[[ Passage for review open ]]

# Sony or Panasonic Blu-Ray



## Mr.Lowe (Jan 29, 2009)

I am thinking about buying a Blu-Ray for my samsung series 750 LCD. I don't know which one would be better the sony or the panasonic? Both are the same price at most places. Also do these Blu-Ray players all carry HDMI 1.3 capability? I have a 1.3 cable hooked up to my tv from satalite and I love it! Also can you play reguler DVD's with the Blu-Ray player? I would hate to not be able to watch the 200 DVD collection I have. Thanks.


----------



## Sonnie (Apr 11, 2006)

Welcome to the Shack :T

Either of these units are excellent per the various owners I know that own either or both. They are very very close. There may be a minor feature on one that the other doesn't have, which you will have to decide on for yourself.

Both will play all your SD-DVDs with no problem and do a good job of upconverting to 1080p.


----------



## Mr.Lowe (Jan 29, 2009)

Thanks for your help. What about the HDMI 1.3 cable?


----------



## Sonnie (Apr 11, 2006)

Yes, you can use it with no problems.

Does your receiver decode the HD audio formats?


----------



## tonyvdb (Sep 5, 2007)

All newer (last year and a half) Bluray players have 1.3 HDMI so dont worry about it.
Samsung also makes a nice player and you would then get the added bonus of it matches your display and will automatically turn the display on when the player is powered up.


----------



## Mr.Lowe (Jan 29, 2009)

Cool thanks for the input. No don't have reciever yet. My next investment is that and a SVS 5.1 speaker system. Would a yamaha V663 or Onkyo TX SR606 work fine as far as a reciever goes?


----------



## tonyvdb (Sep 5, 2007)

Mr.Lowe said:


> Cool thanks for the input. No don't have reciever yet. My next investment is that and a SVS 5.1 speaker system.


Good choice!


> Would a yamaha V663 or Onkyo TX SR606 work fine as far as a reciever goes?


Yes, but bang for buck if you can up your budget just a little the Onkyo 706 is much better.


----------



## davidburn (May 10, 2007)

I've owned both players, which both are great. But the Panasonic has a little more features but the Sony looks better. Go the Panasonic for the better firmware updates.


----------



## deacongreg (Jul 29, 2008)

davidburn said:


> I've owned both players, which both are great. But the Panasonic has a little more features but the Sony looks better. Go the Panasonic for the better firmware updates.

[[ Passage for review closed ]]
[[ The data open ]]

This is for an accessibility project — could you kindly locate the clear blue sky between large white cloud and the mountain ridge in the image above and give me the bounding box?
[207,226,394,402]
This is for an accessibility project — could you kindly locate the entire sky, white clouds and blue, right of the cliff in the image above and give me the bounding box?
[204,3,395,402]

[[ The data closed ]]

In the forum thread comparing Sony and Panasonic Blu-ray players, which receiver does tonyvdb call much better for the money if the budget can go up a little? The lines come from a different source than the forum thread.

• _Solution for this exercise_
The Onkyo 706.